In the records below, find the lines that include "chair" and copy each.
Task data Block Start
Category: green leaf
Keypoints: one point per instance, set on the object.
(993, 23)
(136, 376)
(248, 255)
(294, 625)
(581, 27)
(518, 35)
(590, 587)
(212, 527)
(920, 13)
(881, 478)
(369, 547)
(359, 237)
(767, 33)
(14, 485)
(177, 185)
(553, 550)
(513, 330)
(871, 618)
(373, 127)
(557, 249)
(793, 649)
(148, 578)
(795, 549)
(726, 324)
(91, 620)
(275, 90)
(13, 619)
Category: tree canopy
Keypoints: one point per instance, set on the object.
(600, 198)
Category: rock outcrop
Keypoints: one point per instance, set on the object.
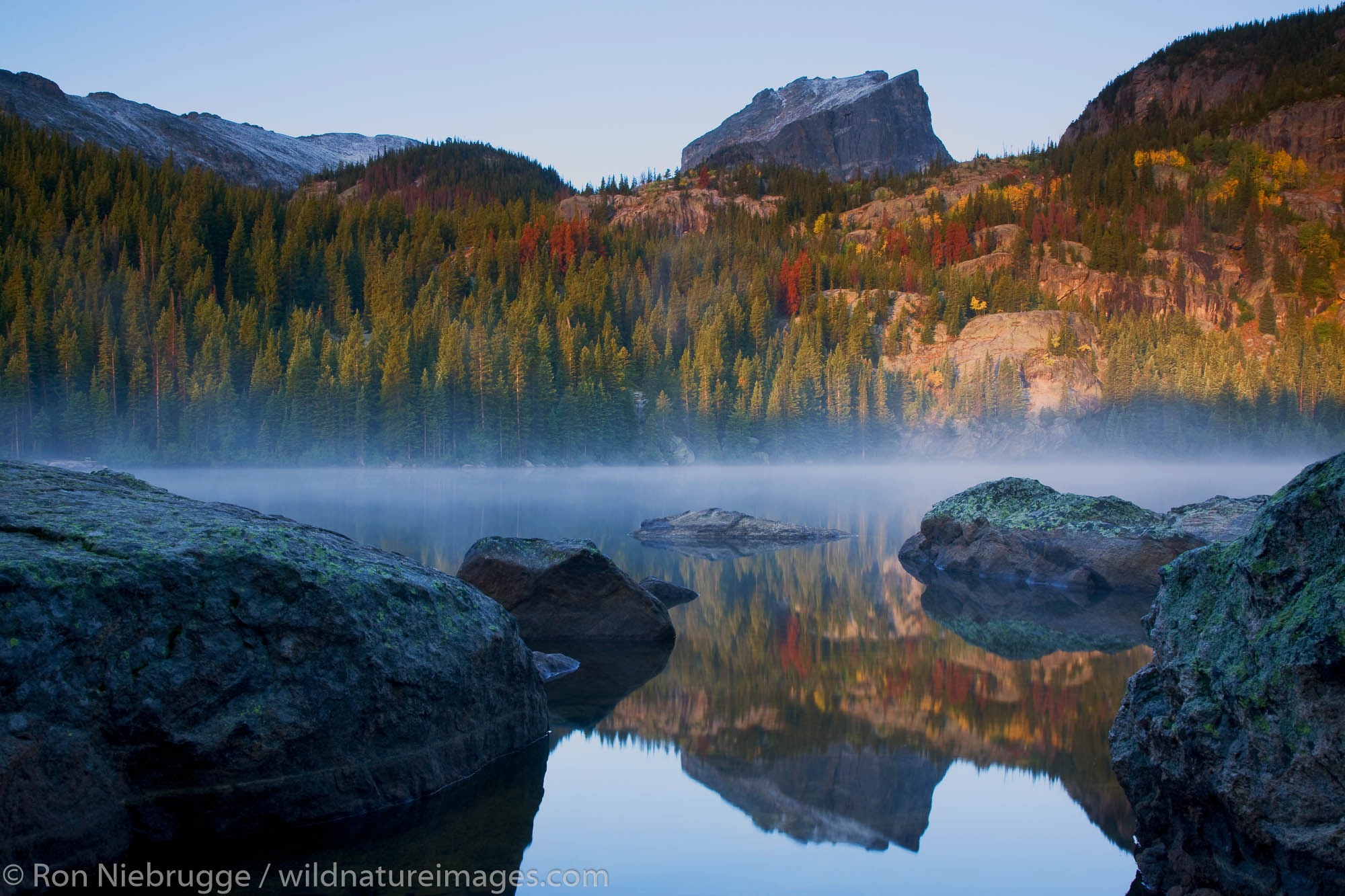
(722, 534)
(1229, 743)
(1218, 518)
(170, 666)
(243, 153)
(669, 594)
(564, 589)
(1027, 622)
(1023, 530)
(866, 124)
Task data Block End
Task data Block Start
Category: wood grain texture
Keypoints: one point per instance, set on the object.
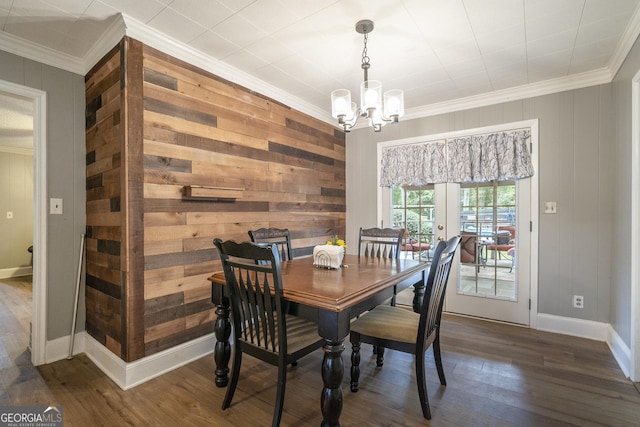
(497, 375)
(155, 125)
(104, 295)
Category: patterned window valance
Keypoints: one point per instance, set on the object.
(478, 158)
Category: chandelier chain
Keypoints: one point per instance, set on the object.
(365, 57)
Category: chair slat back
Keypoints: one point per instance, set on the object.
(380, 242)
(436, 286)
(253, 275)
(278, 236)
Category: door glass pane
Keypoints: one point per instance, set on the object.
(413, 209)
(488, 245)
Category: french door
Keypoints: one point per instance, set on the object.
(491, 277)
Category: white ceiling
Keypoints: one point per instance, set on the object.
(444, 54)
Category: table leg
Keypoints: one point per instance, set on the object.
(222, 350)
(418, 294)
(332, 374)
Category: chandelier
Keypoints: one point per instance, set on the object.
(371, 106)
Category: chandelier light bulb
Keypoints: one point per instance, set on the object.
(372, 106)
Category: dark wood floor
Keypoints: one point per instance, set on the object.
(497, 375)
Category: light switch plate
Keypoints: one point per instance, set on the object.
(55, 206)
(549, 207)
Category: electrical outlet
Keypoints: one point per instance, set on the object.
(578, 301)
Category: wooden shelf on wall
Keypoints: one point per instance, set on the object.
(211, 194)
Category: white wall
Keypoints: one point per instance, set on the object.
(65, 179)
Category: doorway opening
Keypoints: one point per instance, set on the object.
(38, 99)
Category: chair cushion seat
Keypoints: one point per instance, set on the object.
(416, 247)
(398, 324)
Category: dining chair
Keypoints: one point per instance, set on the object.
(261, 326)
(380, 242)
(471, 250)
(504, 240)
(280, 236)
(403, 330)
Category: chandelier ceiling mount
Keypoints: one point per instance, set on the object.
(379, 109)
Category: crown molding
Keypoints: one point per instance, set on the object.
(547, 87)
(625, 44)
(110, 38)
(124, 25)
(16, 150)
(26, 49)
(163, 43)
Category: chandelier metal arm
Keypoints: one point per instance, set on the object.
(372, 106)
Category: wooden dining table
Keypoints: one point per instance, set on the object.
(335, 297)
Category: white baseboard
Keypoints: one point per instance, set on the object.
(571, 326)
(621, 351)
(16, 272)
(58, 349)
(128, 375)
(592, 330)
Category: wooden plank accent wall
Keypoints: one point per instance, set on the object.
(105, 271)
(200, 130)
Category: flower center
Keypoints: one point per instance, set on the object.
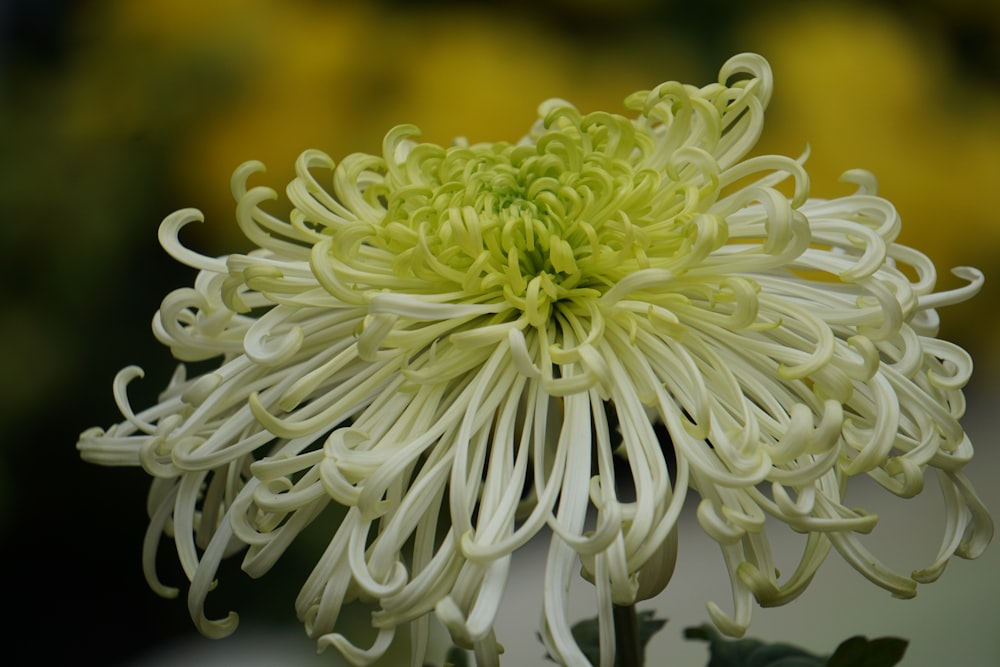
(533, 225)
Task data Block End
Task data Block Start
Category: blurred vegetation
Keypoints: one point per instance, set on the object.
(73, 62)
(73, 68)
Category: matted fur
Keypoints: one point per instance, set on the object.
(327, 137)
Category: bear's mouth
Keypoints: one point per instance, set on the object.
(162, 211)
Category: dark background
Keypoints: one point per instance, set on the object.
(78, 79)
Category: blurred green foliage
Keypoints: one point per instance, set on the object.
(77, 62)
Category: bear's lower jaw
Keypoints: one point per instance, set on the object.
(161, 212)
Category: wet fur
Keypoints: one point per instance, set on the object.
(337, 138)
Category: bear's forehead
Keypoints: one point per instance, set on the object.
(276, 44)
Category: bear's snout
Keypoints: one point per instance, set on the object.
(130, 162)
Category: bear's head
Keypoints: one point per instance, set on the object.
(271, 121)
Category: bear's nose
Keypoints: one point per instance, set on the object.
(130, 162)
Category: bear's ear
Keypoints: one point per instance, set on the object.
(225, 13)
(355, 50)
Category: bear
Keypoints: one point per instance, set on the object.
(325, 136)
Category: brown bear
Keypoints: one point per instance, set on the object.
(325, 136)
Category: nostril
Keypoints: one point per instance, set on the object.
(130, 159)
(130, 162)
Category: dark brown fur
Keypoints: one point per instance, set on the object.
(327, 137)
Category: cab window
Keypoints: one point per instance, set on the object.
Task data Block End
Result>
Category: chair slat back
Category: chair cushion seat
Category: dining chair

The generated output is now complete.